* START *

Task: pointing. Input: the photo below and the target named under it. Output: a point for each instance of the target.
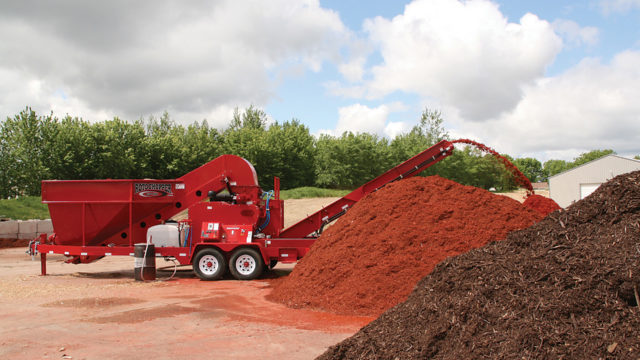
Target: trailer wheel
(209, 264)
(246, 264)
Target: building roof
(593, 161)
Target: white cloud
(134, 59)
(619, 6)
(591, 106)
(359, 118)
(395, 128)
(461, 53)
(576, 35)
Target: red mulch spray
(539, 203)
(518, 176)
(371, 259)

* END *
* START *

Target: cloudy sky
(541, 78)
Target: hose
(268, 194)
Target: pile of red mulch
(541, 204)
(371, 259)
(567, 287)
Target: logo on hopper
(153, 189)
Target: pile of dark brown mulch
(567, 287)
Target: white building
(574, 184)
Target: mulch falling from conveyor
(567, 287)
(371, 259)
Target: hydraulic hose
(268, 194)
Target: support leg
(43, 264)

* END *

> Work instructions
State how many lines of the material above contain the string "pile", treating uppercase and lowercase letters as distinct, and give only the number.

> Exercise result
2